[CHALLENGE]: State how many lines in the records below contain the string "grass", and reply with that number alone.

(Shape annotation entries)
━━━━━━

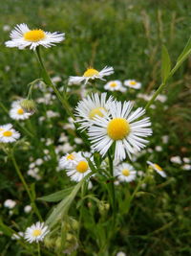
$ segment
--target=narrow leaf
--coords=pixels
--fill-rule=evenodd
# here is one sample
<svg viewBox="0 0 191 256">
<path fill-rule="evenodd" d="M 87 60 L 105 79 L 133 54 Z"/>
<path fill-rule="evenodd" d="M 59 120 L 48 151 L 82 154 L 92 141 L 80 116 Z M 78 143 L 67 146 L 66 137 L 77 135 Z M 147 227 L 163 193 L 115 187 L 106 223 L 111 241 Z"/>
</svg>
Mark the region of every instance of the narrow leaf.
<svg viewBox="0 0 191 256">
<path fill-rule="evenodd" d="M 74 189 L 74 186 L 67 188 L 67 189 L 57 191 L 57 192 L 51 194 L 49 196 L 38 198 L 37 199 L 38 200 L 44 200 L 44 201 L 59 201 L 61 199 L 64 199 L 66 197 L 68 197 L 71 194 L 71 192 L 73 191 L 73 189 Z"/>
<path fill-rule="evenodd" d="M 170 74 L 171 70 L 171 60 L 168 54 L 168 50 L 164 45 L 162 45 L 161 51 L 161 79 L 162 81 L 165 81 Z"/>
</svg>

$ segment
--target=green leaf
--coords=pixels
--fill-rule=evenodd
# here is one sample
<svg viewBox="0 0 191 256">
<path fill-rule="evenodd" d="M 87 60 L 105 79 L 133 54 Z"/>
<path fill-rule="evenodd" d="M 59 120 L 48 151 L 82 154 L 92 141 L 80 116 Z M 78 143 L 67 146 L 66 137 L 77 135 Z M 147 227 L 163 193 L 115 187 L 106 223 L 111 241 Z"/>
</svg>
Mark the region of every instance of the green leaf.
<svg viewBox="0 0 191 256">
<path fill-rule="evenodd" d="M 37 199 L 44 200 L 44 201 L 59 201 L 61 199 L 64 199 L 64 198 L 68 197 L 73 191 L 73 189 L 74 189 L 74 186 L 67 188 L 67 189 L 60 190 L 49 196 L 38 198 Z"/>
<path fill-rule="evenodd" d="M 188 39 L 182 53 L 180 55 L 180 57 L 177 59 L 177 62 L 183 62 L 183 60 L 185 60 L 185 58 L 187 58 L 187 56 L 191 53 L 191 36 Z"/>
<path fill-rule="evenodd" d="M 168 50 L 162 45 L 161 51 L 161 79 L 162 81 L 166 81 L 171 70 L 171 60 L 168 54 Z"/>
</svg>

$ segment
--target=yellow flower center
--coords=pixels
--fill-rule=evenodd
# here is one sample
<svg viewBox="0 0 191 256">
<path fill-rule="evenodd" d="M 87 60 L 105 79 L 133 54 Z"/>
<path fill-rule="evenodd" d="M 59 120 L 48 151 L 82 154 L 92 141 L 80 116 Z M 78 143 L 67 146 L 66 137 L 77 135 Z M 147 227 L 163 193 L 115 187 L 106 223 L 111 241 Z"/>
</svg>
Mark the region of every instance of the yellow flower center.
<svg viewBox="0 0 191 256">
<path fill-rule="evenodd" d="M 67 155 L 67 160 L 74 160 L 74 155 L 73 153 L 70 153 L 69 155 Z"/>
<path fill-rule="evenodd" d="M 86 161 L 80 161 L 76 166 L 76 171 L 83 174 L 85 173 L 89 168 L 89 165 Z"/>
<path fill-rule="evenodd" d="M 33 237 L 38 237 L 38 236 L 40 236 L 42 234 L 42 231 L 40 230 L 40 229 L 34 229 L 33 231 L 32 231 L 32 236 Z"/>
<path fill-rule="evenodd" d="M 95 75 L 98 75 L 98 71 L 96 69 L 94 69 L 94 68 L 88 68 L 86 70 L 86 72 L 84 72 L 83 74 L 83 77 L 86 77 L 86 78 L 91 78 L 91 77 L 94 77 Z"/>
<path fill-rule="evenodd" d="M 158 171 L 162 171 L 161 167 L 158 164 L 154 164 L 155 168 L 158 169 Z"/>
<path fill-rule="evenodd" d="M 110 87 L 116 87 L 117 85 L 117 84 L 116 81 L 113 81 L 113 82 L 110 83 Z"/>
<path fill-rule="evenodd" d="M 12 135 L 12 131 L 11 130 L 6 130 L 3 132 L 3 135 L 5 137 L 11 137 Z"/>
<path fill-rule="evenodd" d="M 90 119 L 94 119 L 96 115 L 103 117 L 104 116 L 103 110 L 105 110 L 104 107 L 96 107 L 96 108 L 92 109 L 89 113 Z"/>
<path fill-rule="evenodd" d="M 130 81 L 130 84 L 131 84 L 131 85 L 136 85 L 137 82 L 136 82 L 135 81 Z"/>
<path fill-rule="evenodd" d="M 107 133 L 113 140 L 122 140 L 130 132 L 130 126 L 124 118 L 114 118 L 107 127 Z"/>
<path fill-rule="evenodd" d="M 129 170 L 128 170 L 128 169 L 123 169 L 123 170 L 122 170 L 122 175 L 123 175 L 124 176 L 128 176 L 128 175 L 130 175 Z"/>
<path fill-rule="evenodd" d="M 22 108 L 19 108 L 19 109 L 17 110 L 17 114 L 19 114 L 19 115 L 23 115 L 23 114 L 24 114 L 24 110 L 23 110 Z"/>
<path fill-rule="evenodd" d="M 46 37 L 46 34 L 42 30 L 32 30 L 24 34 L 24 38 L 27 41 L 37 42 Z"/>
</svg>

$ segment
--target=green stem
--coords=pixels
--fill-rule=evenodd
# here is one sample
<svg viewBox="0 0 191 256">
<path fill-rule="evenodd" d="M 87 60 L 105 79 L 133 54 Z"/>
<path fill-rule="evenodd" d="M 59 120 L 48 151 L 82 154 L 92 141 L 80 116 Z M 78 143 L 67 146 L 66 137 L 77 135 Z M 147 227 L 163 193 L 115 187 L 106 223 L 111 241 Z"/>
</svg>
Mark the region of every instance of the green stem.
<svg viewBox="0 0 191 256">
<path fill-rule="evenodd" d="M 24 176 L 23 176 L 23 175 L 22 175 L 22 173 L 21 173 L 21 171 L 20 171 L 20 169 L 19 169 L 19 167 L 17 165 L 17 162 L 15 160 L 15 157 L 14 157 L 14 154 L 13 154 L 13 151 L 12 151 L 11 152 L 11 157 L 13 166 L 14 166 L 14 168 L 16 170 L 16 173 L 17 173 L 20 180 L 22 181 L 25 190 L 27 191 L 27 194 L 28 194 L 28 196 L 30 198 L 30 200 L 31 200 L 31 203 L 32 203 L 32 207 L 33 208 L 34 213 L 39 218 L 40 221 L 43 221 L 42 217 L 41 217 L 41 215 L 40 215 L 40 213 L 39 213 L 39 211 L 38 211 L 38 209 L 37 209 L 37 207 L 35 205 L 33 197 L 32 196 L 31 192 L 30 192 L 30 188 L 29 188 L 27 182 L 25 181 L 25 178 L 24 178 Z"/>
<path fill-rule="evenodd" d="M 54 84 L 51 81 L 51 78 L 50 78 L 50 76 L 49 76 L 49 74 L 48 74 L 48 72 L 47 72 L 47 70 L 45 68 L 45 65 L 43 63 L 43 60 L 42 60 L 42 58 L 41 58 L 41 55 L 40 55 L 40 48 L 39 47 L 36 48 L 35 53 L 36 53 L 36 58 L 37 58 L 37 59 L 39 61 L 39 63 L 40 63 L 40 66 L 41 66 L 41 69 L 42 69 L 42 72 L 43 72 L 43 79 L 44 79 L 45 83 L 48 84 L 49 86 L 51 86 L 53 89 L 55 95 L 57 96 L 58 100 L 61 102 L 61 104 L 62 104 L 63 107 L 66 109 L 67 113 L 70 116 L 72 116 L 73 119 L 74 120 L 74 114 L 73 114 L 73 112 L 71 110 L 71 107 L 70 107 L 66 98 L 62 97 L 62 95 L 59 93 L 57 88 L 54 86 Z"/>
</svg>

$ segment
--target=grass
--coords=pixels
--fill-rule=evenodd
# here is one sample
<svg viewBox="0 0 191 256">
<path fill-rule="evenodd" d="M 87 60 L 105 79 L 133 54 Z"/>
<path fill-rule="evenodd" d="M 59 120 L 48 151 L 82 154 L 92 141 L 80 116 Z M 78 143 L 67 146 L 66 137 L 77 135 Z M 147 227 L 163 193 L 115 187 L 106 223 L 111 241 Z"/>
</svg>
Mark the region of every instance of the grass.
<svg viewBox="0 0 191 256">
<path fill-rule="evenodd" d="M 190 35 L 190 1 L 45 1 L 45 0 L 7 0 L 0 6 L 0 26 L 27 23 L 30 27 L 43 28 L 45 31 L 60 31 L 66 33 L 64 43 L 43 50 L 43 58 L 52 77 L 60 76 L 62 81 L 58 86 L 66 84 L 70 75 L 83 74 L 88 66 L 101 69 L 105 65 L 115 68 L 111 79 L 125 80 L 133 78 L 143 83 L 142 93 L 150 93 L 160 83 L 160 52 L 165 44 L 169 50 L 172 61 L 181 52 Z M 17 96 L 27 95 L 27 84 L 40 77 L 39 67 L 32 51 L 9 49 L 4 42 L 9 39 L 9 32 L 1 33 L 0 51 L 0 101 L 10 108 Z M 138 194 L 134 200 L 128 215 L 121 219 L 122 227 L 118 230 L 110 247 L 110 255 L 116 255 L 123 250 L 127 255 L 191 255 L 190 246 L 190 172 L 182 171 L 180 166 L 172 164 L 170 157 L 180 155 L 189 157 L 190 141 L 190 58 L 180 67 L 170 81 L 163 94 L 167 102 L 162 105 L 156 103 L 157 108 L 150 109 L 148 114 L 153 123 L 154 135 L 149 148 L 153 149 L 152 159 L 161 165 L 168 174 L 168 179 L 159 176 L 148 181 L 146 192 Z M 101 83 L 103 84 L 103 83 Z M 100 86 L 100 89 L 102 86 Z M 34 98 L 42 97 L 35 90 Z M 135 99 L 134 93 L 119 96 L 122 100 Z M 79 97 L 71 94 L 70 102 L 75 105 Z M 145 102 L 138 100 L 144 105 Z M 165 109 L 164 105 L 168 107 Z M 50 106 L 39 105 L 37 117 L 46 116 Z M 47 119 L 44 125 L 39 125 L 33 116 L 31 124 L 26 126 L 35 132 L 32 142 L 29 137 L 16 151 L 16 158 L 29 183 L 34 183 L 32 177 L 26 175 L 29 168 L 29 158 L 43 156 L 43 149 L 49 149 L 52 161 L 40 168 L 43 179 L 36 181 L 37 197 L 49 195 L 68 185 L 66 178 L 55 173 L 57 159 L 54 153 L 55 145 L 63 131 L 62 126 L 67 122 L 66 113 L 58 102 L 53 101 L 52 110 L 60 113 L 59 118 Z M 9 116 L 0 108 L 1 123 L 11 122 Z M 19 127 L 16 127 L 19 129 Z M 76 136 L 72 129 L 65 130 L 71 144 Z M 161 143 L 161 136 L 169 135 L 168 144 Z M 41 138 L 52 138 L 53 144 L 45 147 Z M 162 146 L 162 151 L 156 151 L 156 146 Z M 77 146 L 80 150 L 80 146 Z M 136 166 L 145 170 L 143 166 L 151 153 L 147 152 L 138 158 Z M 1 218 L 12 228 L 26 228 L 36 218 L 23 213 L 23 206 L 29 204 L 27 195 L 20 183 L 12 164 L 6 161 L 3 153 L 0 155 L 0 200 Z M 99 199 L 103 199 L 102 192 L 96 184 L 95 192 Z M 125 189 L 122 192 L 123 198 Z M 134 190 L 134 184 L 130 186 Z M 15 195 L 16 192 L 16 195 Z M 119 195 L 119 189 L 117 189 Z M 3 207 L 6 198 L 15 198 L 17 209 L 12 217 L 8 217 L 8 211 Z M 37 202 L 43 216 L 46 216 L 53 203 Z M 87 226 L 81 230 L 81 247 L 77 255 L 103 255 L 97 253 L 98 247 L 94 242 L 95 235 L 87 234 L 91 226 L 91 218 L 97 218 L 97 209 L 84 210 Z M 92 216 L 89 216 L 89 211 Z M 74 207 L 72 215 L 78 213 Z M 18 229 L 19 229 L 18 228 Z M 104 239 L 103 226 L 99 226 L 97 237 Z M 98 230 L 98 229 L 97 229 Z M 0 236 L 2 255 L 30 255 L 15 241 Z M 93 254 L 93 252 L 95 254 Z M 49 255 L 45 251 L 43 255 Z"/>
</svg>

━━━━━━

[EXPECTED ANSWER]: 2